**EXTRACT:**

☆ ☆ ☆ ☆

@article{cai2024medusa,
title = {Medusa: Simple LLM Inference Acceleration Framework with Multiple Decoding Heads},
author = {Tianle Cai and Yuhong Li and Zhengyang Geng and Hongwu Peng and Jason D. Lee and Deming Chen and Tri Dao},
year = {2024},
journal = {arXiv preprint arXiv: 2401.10774}
}
Why is it hard to run inference for large transformer models? Besides the increasing size of SoTA models, there are two main factors contributing to the inference challenge
- Large memory footprint. Both model parameters and intermediate states are needed in memory at inference time. For example, The KV cache should be stored in memory during decoding time; E.g. For a batch size of 512 and context length of 2048, the KV cache totals 3TB, that is 3x the model size. Inference cost from the attention mechanism scales quadratically with input sequence length.
- Low parallelizability. Inference generation is executed in an autoregressive fashion, making the decoding process hard to parallel.
This paper introduces MEDUSA, a method for improving inference in Large Language Models (LLMs) by adding extra decoding heads to predict multiple tokens in parallel. MEDUSA achieves significant speedup without compromising generation quality.

☆ ☆ ☆ ☆

**DATA LISTING:**
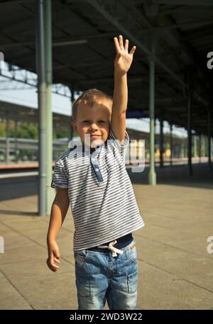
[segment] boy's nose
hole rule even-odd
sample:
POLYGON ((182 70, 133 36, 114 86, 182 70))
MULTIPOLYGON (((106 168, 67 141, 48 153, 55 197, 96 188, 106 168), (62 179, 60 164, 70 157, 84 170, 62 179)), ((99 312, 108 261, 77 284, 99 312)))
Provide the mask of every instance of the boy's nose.
POLYGON ((97 127, 97 125, 95 123, 93 123, 93 124, 92 124, 92 125, 90 125, 90 128, 92 129, 92 130, 94 130, 94 129, 97 129, 98 127, 97 127))

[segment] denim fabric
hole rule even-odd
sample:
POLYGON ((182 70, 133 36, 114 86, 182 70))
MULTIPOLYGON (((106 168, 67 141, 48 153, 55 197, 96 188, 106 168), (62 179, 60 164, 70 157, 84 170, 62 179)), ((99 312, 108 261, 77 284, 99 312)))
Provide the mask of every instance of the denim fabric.
POLYGON ((106 300, 109 309, 136 309, 136 240, 120 250, 116 257, 111 251, 74 251, 78 310, 103 309, 106 300))

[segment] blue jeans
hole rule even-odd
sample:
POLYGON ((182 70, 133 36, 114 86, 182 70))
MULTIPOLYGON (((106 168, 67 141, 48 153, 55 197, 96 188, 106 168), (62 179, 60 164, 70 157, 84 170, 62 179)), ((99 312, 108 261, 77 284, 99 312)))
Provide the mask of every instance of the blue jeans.
POLYGON ((136 309, 136 240, 119 250, 124 253, 116 257, 110 250, 74 251, 78 310, 103 309, 106 299, 109 309, 136 309))

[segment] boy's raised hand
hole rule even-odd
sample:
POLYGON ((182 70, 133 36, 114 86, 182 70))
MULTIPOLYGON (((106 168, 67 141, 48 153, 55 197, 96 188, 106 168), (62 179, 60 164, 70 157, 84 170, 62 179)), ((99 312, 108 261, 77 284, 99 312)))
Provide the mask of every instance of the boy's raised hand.
POLYGON ((124 46, 123 36, 121 35, 119 35, 119 40, 116 37, 114 37, 114 42, 116 52, 116 55, 114 60, 115 72, 120 75, 123 75, 127 72, 131 67, 133 60, 133 55, 136 49, 136 47, 133 46, 129 53, 129 40, 125 40, 124 46))

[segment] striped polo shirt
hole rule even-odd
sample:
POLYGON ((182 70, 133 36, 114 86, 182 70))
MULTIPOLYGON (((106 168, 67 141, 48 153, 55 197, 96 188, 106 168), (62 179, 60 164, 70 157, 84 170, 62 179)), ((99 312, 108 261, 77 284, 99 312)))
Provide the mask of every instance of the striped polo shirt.
POLYGON ((110 127, 107 140, 92 153, 81 143, 56 160, 51 186, 68 189, 73 250, 104 245, 144 226, 125 167, 129 144, 126 130, 121 145, 110 127))

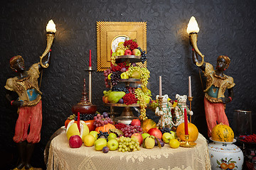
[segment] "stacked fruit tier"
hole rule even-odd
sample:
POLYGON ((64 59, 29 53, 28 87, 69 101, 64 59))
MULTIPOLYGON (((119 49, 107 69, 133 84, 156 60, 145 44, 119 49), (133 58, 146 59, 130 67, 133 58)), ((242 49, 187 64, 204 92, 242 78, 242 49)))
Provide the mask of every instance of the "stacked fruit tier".
MULTIPOLYGON (((125 40, 112 54, 111 67, 104 71, 106 87, 110 89, 103 92, 102 101, 111 107, 140 107, 139 118, 145 120, 146 104, 151 98, 151 91, 146 88, 149 71, 137 64, 145 62, 146 52, 134 45, 136 43, 125 40)), ((130 109, 125 110, 125 113, 130 112, 130 109)), ((132 113, 129 115, 134 118, 132 113)))

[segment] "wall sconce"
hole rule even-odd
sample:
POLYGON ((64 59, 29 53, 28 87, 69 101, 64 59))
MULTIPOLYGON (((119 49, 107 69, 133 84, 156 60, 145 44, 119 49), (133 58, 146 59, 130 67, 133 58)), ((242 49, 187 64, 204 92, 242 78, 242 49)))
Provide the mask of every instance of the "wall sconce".
POLYGON ((46 46, 46 50, 43 52, 43 55, 41 56, 40 56, 40 64, 43 68, 47 68, 49 67, 49 64, 48 63, 46 64, 43 64, 42 63, 42 60, 49 52, 50 47, 51 47, 53 40, 54 40, 55 33, 56 33, 55 25, 53 23, 53 20, 50 20, 48 23, 47 24, 46 32, 47 32, 47 34, 46 34, 47 46, 46 46))
POLYGON ((202 55, 202 53, 199 51, 197 47, 196 42, 198 32, 198 24, 197 23, 195 17, 192 16, 191 18, 189 20, 189 23, 188 24, 187 33, 189 34, 189 38, 193 48, 195 50, 196 52, 202 58, 202 61, 200 63, 196 63, 198 67, 201 67, 204 62, 204 55, 202 55))

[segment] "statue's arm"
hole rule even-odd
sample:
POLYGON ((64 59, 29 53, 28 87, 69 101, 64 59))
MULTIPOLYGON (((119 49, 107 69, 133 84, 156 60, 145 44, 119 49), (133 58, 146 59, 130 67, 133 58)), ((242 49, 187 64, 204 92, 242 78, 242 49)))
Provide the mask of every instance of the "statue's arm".
POLYGON ((23 101, 18 101, 17 99, 13 100, 12 93, 14 93, 14 92, 12 91, 9 91, 9 90, 6 89, 6 98, 10 102, 11 106, 14 106, 16 107, 21 107, 23 106, 23 101))
MULTIPOLYGON (((46 65, 46 64, 50 64, 50 52, 51 52, 51 50, 50 50, 49 52, 48 53, 48 55, 46 57, 44 57, 43 59, 43 61, 42 61, 42 63, 43 65, 46 65)), ((38 69, 39 69, 39 72, 41 72, 43 67, 39 64, 38 64, 38 69)))
POLYGON ((228 96, 221 98, 223 103, 228 103, 233 99, 233 97, 234 97, 233 88, 228 89, 228 96))
MULTIPOLYGON (((195 50, 193 49, 192 50, 192 60, 193 60, 193 62, 196 65, 196 63, 199 63, 199 60, 198 60, 198 55, 196 54, 196 52, 195 52, 195 50)), ((203 65, 199 67, 203 71, 206 70, 206 62, 203 62, 203 65)))

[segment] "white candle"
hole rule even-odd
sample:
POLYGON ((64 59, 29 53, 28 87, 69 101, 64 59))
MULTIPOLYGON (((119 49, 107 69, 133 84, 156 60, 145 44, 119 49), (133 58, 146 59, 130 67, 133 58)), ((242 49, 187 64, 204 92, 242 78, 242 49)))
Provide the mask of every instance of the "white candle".
POLYGON ((47 32, 53 32, 56 33, 55 25, 53 20, 50 20, 46 26, 46 31, 47 32))
POLYGON ((191 92, 191 76, 188 76, 188 97, 192 97, 192 92, 191 92))
POLYGON ((162 96, 161 92, 161 76, 159 76, 159 97, 162 96))

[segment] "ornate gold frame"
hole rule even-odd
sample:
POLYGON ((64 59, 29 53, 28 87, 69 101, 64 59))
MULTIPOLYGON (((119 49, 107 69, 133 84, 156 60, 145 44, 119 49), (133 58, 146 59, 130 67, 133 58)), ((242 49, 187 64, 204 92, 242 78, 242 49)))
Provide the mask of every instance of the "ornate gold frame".
MULTIPOLYGON (((111 42, 118 35, 136 39, 139 47, 146 52, 146 22, 97 22, 97 71, 110 68, 111 42)), ((146 67, 144 64, 139 63, 146 67)))

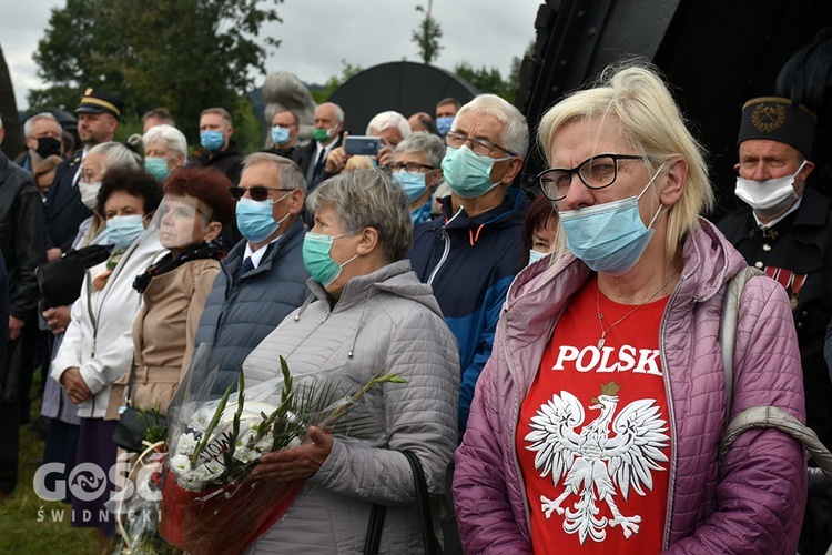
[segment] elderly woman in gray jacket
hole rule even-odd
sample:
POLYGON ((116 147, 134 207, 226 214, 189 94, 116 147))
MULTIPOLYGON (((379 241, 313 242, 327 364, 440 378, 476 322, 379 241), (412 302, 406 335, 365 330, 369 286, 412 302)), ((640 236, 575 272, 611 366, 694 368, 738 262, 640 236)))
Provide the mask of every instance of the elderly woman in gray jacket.
POLYGON ((362 553, 373 504, 386 506, 381 553, 423 553, 413 474, 400 451, 416 454, 429 493, 442 494, 456 447, 456 342, 405 259, 408 200, 385 172, 332 178, 307 206, 315 214, 303 251, 312 294, 246 359, 246 383, 277 375, 278 355, 295 375, 366 383, 383 371, 407 383, 371 391, 374 427, 384 431, 378 441, 344 442, 313 427, 311 442, 263 456, 255 477, 307 483, 251 553, 362 553))

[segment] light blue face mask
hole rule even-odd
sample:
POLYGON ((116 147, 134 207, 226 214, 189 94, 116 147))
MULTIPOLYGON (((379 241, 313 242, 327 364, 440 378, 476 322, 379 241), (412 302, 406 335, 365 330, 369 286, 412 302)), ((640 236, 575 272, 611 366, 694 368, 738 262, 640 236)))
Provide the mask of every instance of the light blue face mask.
POLYGON ((217 151, 225 144, 225 135, 220 131, 203 131, 200 133, 200 144, 211 152, 217 151))
POLYGON ((116 215, 106 221, 106 239, 115 245, 119 251, 124 251, 144 233, 142 224, 144 216, 141 214, 116 215))
POLYGON ((454 123, 453 115, 443 115, 442 118, 436 118, 436 130, 440 135, 445 137, 446 134, 448 134, 448 131, 450 131, 451 123, 454 123))
POLYGON ((275 222, 272 205, 290 194, 292 193, 284 194, 276 201, 265 200, 258 202, 245 196, 240 199, 235 210, 240 233, 252 243, 260 243, 268 239, 270 235, 280 229, 281 223, 290 216, 290 214, 286 214, 280 222, 275 222))
POLYGON ((467 144, 458 149, 448 147, 442 159, 442 173, 451 191, 463 199, 474 199, 500 184, 499 181, 491 183, 491 168, 495 162, 505 160, 511 160, 511 157, 484 157, 470 150, 467 144))
POLYGON ((275 125, 272 128, 272 140, 275 144, 286 144, 288 142, 288 129, 275 125))
POLYGON ((322 284, 324 289, 338 279, 345 265, 358 258, 356 254, 343 264, 338 264, 332 260, 329 255, 332 243, 344 235, 346 233, 342 233, 341 235, 324 235, 308 231, 303 239, 303 265, 310 272, 312 279, 322 284))
POLYGON ((531 249, 531 250, 529 250, 529 263, 527 265, 530 266, 531 264, 534 264, 538 260, 545 259, 548 255, 549 255, 548 252, 540 252, 540 251, 536 251, 536 250, 531 249))
POLYGON ((166 158, 145 158, 144 169, 160 182, 166 180, 171 174, 166 158))
POLYGON ((632 270, 653 236, 655 232, 650 226, 661 212, 659 205, 656 215, 645 226, 639 215, 639 199, 662 168, 664 164, 661 164, 638 196, 560 212, 566 245, 572 254, 596 272, 622 275, 632 270))
POLYGON ((424 173, 407 173, 405 170, 399 170, 393 174, 393 181, 405 190, 410 202, 416 201, 427 191, 424 173))

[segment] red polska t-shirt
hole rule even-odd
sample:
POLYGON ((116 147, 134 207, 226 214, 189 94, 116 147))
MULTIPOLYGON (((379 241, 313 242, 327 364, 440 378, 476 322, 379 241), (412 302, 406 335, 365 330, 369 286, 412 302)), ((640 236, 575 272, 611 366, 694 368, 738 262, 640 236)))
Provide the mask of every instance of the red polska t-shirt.
POLYGON ((659 356, 668 297, 633 310, 589 281, 558 321, 515 438, 535 553, 658 553, 670 425, 659 356))

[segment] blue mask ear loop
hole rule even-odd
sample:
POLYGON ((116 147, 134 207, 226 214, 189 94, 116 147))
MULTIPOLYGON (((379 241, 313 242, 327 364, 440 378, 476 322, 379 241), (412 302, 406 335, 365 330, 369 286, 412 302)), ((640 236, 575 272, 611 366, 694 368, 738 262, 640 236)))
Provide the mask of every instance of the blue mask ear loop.
MULTIPOLYGON (((652 178, 650 179, 650 181, 649 181, 649 182, 647 183, 647 185, 645 186, 645 189, 642 189, 642 190, 641 190, 641 192, 639 193, 639 195, 638 195, 638 196, 636 196, 636 202, 638 202, 639 200, 641 200, 641 196, 642 196, 642 195, 645 194, 645 192, 646 192, 646 191, 647 191, 647 190, 648 190, 648 189, 650 188, 650 185, 652 185, 652 184, 653 184, 653 181, 656 181, 656 178, 658 178, 658 176, 659 176, 659 173, 661 173, 661 170, 662 170, 662 169, 664 168, 664 164, 667 164, 667 163, 668 163, 668 162, 667 162, 667 160, 666 160, 666 161, 663 161, 663 162, 661 163, 661 165, 659 167, 659 169, 658 169, 658 170, 656 170, 656 173, 655 173, 655 174, 653 174, 653 176, 652 176, 652 178)), ((657 218, 659 218, 659 214, 661 213, 661 209, 662 209, 662 208, 663 208, 663 206, 662 206, 662 204, 661 204, 661 202, 660 202, 660 203, 659 203, 659 210, 658 210, 658 211, 656 212, 656 215, 653 216, 653 219, 652 219, 652 220, 650 220, 650 223, 648 223, 648 224, 647 224, 647 229, 648 229, 648 230, 649 230, 650 228, 652 228, 653 223, 656 222, 656 219, 657 219, 657 218)))

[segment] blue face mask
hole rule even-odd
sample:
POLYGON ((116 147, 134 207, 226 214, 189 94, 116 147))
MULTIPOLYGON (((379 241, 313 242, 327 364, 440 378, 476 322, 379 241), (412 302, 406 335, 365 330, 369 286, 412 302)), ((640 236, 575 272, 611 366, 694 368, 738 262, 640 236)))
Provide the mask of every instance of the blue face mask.
POLYGON ((345 233, 341 235, 324 235, 310 231, 306 232, 303 239, 303 265, 306 266, 306 271, 310 272, 312 279, 322 284, 324 289, 338 279, 345 265, 358 258, 356 254, 343 264, 338 264, 332 260, 329 255, 332 243, 344 235, 345 233))
POLYGON ((281 223, 290 216, 290 214, 286 214, 280 222, 275 222, 272 214, 272 206, 275 202, 280 202, 288 196, 288 194, 284 194, 276 201, 265 200, 257 202, 245 196, 240 199, 235 211, 240 233, 252 243, 260 243, 268 239, 270 235, 277 231, 281 223))
POLYGON ((467 144, 458 149, 448 147, 442 159, 442 173, 451 191, 463 199, 474 199, 500 184, 499 181, 491 183, 491 168, 495 162, 510 159, 511 157, 484 157, 470 150, 467 144))
POLYGON ((171 170, 168 169, 168 159, 164 158, 145 158, 144 169, 160 182, 171 174, 171 170))
POLYGON ((639 215, 639 199, 662 168, 664 164, 638 196, 560 212, 566 245, 572 254, 596 272, 622 275, 632 270, 653 236, 650 225, 661 212, 660 205, 650 224, 645 226, 639 215))
POLYGON ((393 181, 398 183, 399 186, 405 190, 410 202, 416 201, 425 191, 427 191, 424 173, 407 173, 405 170, 399 170, 393 174, 393 181))
POLYGON ((126 250, 144 233, 142 224, 144 216, 140 214, 116 215, 106 221, 106 239, 115 245, 119 251, 126 250))
POLYGON ((443 115, 442 118, 436 118, 436 130, 440 135, 445 137, 446 134, 448 134, 448 131, 450 131, 451 123, 454 123, 453 115, 443 115))
POLYGON ((288 129, 275 125, 272 128, 272 140, 275 144, 286 144, 288 142, 288 129))
POLYGON ((530 266, 531 264, 534 264, 538 260, 540 260, 542 258, 546 258, 548 255, 549 255, 548 252, 540 252, 540 251, 536 251, 536 250, 531 249, 531 250, 529 250, 529 263, 528 263, 528 265, 530 266))
POLYGON ((225 135, 220 131, 203 131, 200 134, 200 143, 211 152, 217 151, 225 144, 225 135))

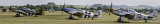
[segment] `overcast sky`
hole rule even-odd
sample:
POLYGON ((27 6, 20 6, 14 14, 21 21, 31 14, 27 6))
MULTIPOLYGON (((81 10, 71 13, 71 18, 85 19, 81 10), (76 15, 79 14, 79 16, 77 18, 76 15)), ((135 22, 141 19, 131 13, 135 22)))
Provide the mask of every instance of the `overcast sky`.
POLYGON ((47 4, 48 2, 55 2, 57 5, 62 5, 64 2, 70 5, 93 5, 93 4, 104 4, 110 5, 112 2, 114 5, 149 5, 149 6, 160 6, 160 0, 0 0, 0 6, 10 5, 41 5, 47 4))

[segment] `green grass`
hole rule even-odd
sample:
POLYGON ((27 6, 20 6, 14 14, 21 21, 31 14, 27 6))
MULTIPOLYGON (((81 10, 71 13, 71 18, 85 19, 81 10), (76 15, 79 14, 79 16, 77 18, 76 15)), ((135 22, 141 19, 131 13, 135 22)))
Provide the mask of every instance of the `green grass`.
MULTIPOLYGON (((14 17, 16 13, 14 12, 0 12, 0 24, 160 24, 160 18, 158 20, 149 20, 151 23, 145 23, 144 20, 140 21, 130 21, 125 19, 125 21, 131 23, 117 23, 115 22, 119 16, 111 15, 108 13, 103 13, 102 18, 95 18, 95 20, 77 18, 79 20, 68 20, 69 17, 67 13, 61 12, 45 12, 45 15, 39 17, 34 16, 23 16, 14 17)), ((159 16, 160 17, 160 14, 159 16)))

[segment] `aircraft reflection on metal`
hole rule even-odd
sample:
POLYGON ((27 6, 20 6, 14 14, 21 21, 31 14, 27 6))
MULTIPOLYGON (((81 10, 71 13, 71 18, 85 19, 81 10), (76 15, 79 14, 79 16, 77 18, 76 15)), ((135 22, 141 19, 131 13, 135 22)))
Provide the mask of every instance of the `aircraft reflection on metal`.
POLYGON ((75 18, 73 16, 77 16, 78 18, 89 18, 89 17, 91 17, 92 20, 93 20, 93 18, 102 17, 102 10, 98 10, 98 12, 96 14, 90 13, 89 11, 86 11, 86 10, 73 9, 73 8, 62 8, 62 10, 64 12, 70 14, 69 19, 71 19, 71 20, 75 20, 75 18))
POLYGON ((145 20, 145 22, 147 22, 147 20, 156 20, 158 15, 158 11, 156 10, 154 10, 149 15, 144 15, 141 13, 137 13, 133 9, 126 9, 126 10, 113 9, 112 3, 109 8, 109 14, 110 13, 120 16, 119 19, 117 20, 117 22, 120 22, 120 23, 126 23, 124 22, 124 18, 127 18, 128 20, 132 20, 132 21, 145 20))

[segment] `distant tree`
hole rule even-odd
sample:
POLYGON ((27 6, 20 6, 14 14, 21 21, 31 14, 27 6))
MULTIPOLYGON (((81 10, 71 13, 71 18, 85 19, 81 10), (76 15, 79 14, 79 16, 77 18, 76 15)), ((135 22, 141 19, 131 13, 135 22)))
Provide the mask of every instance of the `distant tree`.
POLYGON ((103 11, 107 11, 109 9, 109 7, 107 5, 104 5, 103 9, 104 9, 103 11))
POLYGON ((74 7, 73 5, 70 5, 70 7, 69 8, 74 8, 74 9, 76 9, 76 7, 74 7))
POLYGON ((98 10, 104 10, 101 6, 99 6, 97 9, 98 9, 98 10))

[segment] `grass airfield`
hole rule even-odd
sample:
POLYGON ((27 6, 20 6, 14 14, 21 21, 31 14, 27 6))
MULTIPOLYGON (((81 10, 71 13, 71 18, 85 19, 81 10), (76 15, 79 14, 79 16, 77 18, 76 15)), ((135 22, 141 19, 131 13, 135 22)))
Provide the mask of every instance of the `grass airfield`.
MULTIPOLYGON (((95 18, 94 20, 87 18, 77 18, 79 20, 68 20, 67 18, 70 16, 67 13, 61 12, 45 12, 45 15, 38 15, 38 17, 34 16, 23 16, 22 17, 14 17, 16 13, 14 12, 0 12, 0 24, 160 24, 160 18, 157 20, 148 20, 151 23, 145 23, 144 20, 140 21, 130 21, 125 18, 124 21, 130 23, 118 23, 115 22, 119 16, 108 13, 104 13, 102 18, 95 18)), ((160 17, 160 14, 158 15, 160 17)))

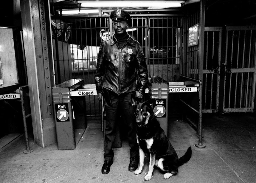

☆ ☆ ☆ ☆

**WHAT IS REQUIRED:**
Give every author listed in the citation entry that opens the Medusa summary.

**RESPONSE TO THE EXERCISE:**
Tianle Cai, Yuhong Li, Zhengyang Geng, Hongwu Peng, Jason D. Lee, Deming Chen, Tri Dao